----- INPUT MATERIAL

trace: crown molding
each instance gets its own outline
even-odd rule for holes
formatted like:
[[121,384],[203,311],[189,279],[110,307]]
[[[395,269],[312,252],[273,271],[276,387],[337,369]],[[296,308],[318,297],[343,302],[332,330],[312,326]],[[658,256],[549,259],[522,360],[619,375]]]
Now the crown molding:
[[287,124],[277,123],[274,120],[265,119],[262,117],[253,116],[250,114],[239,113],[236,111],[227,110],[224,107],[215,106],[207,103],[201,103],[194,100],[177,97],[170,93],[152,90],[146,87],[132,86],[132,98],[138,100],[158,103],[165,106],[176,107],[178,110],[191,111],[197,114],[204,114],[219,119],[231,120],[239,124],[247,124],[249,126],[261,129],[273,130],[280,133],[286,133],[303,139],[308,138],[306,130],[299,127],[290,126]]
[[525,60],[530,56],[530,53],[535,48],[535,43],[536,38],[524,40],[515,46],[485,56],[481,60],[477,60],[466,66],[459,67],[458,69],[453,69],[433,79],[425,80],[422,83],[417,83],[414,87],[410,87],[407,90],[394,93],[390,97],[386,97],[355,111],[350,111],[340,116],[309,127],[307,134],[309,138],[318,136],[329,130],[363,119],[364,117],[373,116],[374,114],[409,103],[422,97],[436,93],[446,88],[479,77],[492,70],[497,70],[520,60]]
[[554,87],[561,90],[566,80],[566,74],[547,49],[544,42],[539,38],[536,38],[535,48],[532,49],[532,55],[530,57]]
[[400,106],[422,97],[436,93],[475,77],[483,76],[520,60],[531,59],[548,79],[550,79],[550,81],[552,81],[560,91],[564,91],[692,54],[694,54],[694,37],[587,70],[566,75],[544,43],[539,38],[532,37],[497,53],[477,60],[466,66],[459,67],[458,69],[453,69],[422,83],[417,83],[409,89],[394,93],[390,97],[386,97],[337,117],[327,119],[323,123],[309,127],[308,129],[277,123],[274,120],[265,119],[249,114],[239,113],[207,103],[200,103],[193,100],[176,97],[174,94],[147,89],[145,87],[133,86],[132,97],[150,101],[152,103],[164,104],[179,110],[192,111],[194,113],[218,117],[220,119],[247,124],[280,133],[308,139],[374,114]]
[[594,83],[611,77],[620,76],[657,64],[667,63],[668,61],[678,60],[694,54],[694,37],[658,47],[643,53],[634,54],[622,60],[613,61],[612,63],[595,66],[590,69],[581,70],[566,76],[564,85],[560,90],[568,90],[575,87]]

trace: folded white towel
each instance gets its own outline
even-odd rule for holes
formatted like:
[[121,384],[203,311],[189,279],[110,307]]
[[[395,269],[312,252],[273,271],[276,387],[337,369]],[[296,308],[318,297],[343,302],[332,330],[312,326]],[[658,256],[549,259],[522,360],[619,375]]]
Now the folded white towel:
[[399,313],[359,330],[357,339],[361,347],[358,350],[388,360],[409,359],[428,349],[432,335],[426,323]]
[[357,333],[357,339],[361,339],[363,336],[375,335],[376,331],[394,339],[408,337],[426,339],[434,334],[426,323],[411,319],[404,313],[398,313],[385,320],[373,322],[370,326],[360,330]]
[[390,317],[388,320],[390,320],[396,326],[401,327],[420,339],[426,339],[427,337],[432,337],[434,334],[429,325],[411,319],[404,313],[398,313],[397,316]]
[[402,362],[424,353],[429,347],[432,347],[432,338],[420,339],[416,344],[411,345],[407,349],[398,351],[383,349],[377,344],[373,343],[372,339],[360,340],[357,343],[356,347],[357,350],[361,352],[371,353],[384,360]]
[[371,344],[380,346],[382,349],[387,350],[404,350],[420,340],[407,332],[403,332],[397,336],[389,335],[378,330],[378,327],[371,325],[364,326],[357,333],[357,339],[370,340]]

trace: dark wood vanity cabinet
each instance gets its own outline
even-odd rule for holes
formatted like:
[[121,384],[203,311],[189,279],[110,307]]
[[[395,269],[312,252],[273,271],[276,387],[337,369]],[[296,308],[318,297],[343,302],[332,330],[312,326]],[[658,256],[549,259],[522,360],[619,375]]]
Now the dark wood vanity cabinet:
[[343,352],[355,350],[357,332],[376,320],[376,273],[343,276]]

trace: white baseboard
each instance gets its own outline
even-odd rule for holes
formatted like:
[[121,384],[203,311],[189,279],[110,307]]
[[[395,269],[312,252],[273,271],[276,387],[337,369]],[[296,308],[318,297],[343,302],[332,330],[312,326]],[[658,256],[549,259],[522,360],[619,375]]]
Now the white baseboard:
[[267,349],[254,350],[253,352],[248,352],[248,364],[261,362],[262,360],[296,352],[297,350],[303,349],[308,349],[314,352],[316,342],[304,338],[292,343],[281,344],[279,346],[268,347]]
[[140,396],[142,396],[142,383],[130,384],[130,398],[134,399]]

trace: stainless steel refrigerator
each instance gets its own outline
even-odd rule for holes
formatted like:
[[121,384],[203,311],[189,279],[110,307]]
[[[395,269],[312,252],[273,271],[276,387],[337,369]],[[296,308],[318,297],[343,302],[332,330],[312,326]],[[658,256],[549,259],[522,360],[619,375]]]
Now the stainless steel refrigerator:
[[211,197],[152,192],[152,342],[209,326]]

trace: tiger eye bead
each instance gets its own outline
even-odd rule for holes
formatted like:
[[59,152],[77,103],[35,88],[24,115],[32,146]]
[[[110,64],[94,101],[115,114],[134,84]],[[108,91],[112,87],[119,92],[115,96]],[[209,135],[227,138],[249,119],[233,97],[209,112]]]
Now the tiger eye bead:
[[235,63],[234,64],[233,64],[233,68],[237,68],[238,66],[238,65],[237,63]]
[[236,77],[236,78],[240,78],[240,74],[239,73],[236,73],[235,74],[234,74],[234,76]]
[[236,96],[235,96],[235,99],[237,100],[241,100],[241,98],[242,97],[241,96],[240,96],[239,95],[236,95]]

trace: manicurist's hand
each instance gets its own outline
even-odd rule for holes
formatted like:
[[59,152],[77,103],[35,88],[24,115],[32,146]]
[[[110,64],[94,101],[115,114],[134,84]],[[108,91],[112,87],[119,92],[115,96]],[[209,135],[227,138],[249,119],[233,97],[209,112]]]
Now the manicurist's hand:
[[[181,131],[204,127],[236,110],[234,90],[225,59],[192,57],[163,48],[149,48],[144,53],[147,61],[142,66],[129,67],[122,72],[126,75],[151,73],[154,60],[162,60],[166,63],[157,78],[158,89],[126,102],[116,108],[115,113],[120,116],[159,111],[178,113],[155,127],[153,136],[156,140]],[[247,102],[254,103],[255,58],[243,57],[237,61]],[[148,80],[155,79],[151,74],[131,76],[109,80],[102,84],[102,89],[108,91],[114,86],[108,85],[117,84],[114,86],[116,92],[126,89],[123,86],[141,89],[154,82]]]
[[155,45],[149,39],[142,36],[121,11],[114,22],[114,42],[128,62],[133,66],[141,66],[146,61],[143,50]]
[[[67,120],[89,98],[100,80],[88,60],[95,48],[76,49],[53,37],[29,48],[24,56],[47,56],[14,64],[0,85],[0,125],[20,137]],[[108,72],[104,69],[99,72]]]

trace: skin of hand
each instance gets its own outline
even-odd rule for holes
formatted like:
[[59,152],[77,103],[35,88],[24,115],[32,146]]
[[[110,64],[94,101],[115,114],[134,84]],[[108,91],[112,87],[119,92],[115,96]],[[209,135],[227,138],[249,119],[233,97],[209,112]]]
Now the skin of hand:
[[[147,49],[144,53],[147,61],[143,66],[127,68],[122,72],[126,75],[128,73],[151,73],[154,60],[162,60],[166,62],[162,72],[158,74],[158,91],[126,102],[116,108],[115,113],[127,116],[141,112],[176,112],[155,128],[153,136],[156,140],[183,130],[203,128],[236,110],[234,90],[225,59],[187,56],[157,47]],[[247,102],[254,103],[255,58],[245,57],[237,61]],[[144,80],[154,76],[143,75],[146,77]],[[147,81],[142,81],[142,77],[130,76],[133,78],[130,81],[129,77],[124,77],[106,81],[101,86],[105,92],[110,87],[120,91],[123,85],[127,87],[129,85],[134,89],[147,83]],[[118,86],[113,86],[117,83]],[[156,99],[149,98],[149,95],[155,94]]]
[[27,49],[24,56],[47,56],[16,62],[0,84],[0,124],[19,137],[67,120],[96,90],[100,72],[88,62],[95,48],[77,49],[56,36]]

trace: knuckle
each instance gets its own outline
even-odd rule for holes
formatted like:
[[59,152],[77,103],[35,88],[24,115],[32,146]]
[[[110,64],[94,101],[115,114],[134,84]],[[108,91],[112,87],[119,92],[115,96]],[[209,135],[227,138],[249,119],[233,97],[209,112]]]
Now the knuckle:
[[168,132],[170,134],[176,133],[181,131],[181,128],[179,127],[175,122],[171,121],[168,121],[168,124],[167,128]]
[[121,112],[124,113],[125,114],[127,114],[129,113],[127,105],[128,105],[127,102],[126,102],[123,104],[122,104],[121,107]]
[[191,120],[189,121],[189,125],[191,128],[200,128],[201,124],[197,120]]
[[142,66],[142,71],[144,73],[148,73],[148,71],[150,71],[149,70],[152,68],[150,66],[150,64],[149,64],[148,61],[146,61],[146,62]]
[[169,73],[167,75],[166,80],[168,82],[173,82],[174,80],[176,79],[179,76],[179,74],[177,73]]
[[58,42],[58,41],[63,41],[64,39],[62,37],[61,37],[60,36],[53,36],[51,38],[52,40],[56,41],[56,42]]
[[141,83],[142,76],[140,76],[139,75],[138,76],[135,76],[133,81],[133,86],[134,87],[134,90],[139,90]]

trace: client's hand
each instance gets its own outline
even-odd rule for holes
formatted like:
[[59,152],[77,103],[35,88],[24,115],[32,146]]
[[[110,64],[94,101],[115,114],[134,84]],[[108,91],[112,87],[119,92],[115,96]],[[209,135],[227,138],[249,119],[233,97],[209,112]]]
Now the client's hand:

----------

> [YOUR INSTRUCTIONS]:
In the records above, start at the line containing "trace: skin of hand" and end after the line containing "Now the skin". Rewrite only those lines, replacing "outline" with "polygon" and leaving everything else unchanged.

> [RESULT]:
trace: skin of hand
each instance gets its own polygon
even-odd rule for holes
formatted like:
[[59,152],[77,103],[35,88],[24,115],[32,146]]
[[[110,64],[94,101],[115,114],[134,84]],[[108,91],[112,87],[119,92],[115,96]],[[209,135],[227,138],[249,119],[233,97],[209,112]]]
Now the skin of hand:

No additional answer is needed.